§ Passage for review:
The Agentic Hardware KVM
KaiVM turns a Raspberry Pi into an autonomous AI agent that can physically control any computer. By acting as a USB Keyboard/Mouse and capturing video output via HDMI, KaiVM can see, reason, and interact with target machines regardless of their operating system or state—even in BIOS or during a crash.
Powered by Google Gemini 3, KaiVM bridges the gap between multimodal AI and physical hardware.
- Universal Control: Works on Windows, Linux, macOS, and bare-metal servers. No software installation is required on the target machine.
- Visual Reasoning: Uses Gemini 3's multimodal capabilities to analyze the screen in real-time.
- Absolute Mouse Precision: Implements a custom USB HID descriptor (Digitizer) to map screen coordinates 1:1, eliminating AI mouse drift and "hallucinated" clicks.

§ Records:
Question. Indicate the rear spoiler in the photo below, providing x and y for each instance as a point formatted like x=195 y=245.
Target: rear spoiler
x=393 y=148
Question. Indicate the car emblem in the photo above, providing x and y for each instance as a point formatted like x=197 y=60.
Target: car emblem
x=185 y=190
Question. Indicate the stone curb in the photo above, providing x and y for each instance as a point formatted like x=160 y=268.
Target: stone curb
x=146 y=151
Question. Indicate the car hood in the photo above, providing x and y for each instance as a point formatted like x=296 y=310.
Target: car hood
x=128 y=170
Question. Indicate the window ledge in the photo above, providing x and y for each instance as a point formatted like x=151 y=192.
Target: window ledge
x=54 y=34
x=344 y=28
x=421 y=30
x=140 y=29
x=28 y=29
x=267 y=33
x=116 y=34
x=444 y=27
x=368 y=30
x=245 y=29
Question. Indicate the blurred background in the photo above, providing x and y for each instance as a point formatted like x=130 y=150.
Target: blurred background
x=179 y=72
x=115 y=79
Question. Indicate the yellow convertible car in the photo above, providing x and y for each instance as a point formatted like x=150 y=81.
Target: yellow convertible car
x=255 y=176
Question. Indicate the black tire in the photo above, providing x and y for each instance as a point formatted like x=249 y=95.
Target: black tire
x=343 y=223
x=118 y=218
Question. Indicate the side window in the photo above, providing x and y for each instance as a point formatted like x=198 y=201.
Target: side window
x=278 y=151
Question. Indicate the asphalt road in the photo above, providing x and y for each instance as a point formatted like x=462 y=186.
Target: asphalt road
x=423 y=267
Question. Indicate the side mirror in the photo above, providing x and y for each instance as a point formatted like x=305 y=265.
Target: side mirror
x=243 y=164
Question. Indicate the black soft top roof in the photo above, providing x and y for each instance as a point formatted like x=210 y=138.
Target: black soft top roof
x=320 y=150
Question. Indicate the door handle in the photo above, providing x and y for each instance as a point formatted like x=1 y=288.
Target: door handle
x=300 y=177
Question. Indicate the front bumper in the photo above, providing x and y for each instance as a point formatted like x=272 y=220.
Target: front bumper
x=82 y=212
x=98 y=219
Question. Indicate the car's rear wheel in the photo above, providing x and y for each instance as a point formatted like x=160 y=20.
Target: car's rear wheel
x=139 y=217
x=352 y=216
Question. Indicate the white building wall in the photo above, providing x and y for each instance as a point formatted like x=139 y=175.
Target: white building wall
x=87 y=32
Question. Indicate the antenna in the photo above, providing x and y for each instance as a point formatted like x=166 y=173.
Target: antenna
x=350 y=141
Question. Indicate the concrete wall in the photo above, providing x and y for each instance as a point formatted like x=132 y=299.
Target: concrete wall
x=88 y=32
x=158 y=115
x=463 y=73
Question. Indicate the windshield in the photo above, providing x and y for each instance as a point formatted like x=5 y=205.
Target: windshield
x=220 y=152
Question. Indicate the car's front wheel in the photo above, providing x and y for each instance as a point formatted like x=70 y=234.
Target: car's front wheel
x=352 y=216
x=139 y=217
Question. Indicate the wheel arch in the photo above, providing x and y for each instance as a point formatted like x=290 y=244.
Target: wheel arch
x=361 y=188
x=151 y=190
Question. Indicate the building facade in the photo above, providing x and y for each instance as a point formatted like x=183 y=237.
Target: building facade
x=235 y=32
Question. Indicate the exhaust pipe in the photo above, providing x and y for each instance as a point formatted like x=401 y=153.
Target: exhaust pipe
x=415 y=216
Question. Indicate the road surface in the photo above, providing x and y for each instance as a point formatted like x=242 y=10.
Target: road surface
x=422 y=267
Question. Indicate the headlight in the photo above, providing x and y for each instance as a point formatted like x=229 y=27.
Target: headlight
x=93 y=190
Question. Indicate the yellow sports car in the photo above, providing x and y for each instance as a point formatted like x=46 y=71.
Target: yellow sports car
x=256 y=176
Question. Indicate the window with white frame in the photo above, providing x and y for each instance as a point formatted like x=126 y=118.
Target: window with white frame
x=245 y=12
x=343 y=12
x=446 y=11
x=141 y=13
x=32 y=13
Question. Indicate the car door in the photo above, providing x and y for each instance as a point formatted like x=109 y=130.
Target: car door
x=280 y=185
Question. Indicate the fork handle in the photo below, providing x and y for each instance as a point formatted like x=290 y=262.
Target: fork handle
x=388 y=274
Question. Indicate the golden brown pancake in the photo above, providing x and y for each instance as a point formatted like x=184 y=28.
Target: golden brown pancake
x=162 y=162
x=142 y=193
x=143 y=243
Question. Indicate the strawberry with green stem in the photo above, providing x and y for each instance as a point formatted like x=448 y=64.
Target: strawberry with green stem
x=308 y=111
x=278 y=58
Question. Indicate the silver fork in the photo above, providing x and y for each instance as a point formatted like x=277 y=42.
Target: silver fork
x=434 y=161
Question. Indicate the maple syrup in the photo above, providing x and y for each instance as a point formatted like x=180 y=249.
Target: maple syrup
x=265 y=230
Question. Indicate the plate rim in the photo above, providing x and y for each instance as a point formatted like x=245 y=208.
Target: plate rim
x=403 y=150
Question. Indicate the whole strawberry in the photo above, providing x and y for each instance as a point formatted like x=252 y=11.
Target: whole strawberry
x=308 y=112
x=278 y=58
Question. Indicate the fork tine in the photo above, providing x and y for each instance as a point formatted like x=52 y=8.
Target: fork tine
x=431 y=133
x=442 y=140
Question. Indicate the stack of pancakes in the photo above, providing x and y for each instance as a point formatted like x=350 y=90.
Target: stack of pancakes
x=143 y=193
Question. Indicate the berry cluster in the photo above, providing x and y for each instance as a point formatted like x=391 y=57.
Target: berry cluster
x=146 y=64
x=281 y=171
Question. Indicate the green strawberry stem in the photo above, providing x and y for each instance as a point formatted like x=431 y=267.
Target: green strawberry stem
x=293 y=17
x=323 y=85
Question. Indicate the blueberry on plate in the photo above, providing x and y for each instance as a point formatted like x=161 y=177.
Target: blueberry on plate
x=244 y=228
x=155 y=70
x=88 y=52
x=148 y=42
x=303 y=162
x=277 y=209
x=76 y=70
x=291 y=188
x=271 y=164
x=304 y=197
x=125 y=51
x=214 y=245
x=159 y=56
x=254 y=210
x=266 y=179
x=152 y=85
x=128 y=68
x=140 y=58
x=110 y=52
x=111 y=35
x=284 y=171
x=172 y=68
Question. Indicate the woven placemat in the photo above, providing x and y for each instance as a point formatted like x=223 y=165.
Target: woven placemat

§ Requirement 1: Translate this sentence from the KaiVM description into Spanish: "Powered by Google Gemini 3, KaiVM bridges the gap between multimodal AI and physical hardware."
§ Requirement 2: Carry on with the KaiVM description from its final bullet point onward.

§ Task output 1: Impulsado por Google Gemini 3, KaiVM cierra la brecha entre la IA multimodal y el hardware físico.

§ Task output 2:
- Autonomous Recovery: Can navigate BIOS menus, bootloaders (GRUB), and recovery screens where software agents fail.
- Event Watchdog: Define visual triggers (e.g., "If error popup appears") to execute actions automatically.
KaiVM acts as a "Man-in-the-Middle" device. It captures video output and injects USB input.
- Video Flow: The target computer sends HDMI video to the Capture Card. The Server processes this raw video into screenshots with a grid overlay and sends them to the Gemini 3 API.
- Logic Flow: Gemini 3 analyzes the screenshot and returns a JSON Action Plan.
- Control Flow: The Server translates the plan into HID commands (Keystrokes/Clicks) which are sent via the USB Gadget interface back to the target computer.
To build a KaiVM unit, you need:
- Raspberry Pi 4: The Pi 4 is required for its specific USB-C OTG capabilities (
dwc2). - HDMI-to-USB Capture Card: Any generic dongle based on the MacroSilicon MS2109 chip (available cheaply online).
- USB-C Splitter (Power + Data): Essential for the Pi 4. You need a cable that splits the USB-C port into a Power input and a Data (USB-A) output to connect to the target PC.
- Target Computer: The machine you wish to control.
- (Optional) SPI Display: Supports ST7789-based 2-inch IPS displays for local status monitoring.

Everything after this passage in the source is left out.